• [TASK ITEM]
In the article below on leg-lengthening surgery, turn the paragraph beginning "The procedure involves breaking the bone" into a short numbered list of steps, keeping its main facts.

• [EXERCISE TEXT]
Dr. Amar Sarin can make you taller, but he'll have to break your legs
For about $15,000, Dr. Amar Sarin will break your legs to make you taller.
Dr. Sarin is an orthopedic surgeon in Delhi, India and he routinely performs cosmetic height enhancement surgery, making people up to 18 or 20 centimetres taller than they used to be.
"We have to be very cautious and safe," he tells Brent Bambury. "So we restrict ourselves."
The procedure involves breaking the bone in the patient's leg and separating the bone pieces. Almost immediately, the body starts regenerating bone to fill in the gap. As that happens, the bone fragments are pulled apart so the process can repeat. Over time, the bones — and the limbs — are lengthened. The whole process takes about four months, during which time the patient is hospitalized.
It's a life changing procedure.- Dr. Amar Sarin
"It is a very complex procedure," Dr. Sarin tells Bambury. "You are doing a unnatural thing. You are lengthening bone, you are lengthening muscles, you are lengthening arteries and you are lengthening nerves."
The procedure is performed in Canada, but only for people who have a physical condition which inhibits their ability to live their life, not because someone wants to be taller.
Dr. Sarin says he struggled early on about whether it was ethical to perform the procedure on someone who doesn't have a physical impairment. But after seeing the impact the surgery can have on someone's mental well-being, he says he doesn't think of it as a cosmetic procedure any more.
"It's a life changing procedure," he says. "We take only those who candidates where their life is seriously hampered because of their low self-esteem. When you are changing the life of a person, I feel very happy."
"The ultimate thing for Indian parents in a smaller town or village is to get their girl married," he says.
Dr. Sarin describes a 28-year-old woman he did the procedure on: "She is four-foot-six or four-foot-seven. And here there's a stigma. Whenever a guy comes to see her, he will outright reject her."
The procedure is un-regulated in India, leading to concerns about who is performing the procedure and on whom. But Dr. Sarin says he's confident the procedure is safe and that surgeons are being responsible.
In fact, he says he plans to go the procedure on his daughter.
"If I can't do it on my daughter, I have no right to do it on anyone else."

• [RECORDS PROVIDED]
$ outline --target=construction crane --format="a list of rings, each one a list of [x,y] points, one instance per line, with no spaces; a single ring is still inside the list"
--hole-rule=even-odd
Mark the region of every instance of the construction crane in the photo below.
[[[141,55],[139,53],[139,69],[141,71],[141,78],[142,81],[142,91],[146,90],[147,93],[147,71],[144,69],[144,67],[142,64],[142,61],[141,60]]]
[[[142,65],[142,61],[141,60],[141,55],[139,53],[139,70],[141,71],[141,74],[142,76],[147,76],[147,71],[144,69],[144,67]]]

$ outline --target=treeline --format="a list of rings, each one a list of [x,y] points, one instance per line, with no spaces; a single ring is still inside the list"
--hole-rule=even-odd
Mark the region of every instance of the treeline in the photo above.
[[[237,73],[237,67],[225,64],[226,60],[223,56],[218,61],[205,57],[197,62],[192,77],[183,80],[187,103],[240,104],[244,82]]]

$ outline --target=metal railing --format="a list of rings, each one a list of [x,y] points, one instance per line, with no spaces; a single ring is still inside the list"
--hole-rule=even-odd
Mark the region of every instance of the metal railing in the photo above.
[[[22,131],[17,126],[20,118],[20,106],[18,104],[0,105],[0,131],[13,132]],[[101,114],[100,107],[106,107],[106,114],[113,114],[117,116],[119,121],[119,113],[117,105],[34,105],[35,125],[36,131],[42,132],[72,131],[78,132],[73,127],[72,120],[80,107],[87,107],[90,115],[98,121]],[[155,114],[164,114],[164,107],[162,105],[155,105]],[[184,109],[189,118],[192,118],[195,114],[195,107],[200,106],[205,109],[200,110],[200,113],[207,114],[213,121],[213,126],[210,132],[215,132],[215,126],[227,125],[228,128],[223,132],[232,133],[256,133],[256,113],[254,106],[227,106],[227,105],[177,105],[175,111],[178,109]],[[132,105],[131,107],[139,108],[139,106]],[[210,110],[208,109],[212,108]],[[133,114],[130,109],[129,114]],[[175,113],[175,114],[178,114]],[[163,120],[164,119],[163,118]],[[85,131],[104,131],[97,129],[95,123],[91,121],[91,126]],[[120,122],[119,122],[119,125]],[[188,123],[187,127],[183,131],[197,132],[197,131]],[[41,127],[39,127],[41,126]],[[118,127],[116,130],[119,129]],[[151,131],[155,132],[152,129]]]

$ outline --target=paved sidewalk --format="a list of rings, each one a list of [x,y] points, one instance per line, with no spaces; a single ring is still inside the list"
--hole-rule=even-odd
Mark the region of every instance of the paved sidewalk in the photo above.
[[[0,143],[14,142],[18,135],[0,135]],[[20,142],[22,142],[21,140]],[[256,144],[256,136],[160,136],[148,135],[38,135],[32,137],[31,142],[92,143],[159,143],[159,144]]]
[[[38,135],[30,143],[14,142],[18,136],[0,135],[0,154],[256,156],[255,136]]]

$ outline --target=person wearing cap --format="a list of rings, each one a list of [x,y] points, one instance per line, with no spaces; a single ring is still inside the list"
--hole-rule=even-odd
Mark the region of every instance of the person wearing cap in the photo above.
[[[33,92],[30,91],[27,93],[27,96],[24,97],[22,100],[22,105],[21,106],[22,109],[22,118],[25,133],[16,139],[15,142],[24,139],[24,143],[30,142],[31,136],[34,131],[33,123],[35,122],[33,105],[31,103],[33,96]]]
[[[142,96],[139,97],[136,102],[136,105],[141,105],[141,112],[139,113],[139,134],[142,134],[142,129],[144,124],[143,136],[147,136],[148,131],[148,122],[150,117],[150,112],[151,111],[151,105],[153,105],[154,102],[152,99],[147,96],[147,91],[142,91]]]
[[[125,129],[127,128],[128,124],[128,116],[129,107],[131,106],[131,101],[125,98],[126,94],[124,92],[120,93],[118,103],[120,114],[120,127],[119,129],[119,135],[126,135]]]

• [OUTPUT OF THE EXERCISE]
1. The bone in the patient's leg is broken, and the bone pieces are separated.
2. Almost immediately, the body starts regenerating bone to fill the gap.
3. As that happens, the fragments are pulled apart so the process can repeat.
4. Over time, the bones and the limbs are lengthened.
5. The whole process takes about four months, and the patient stays in the hospital throughout.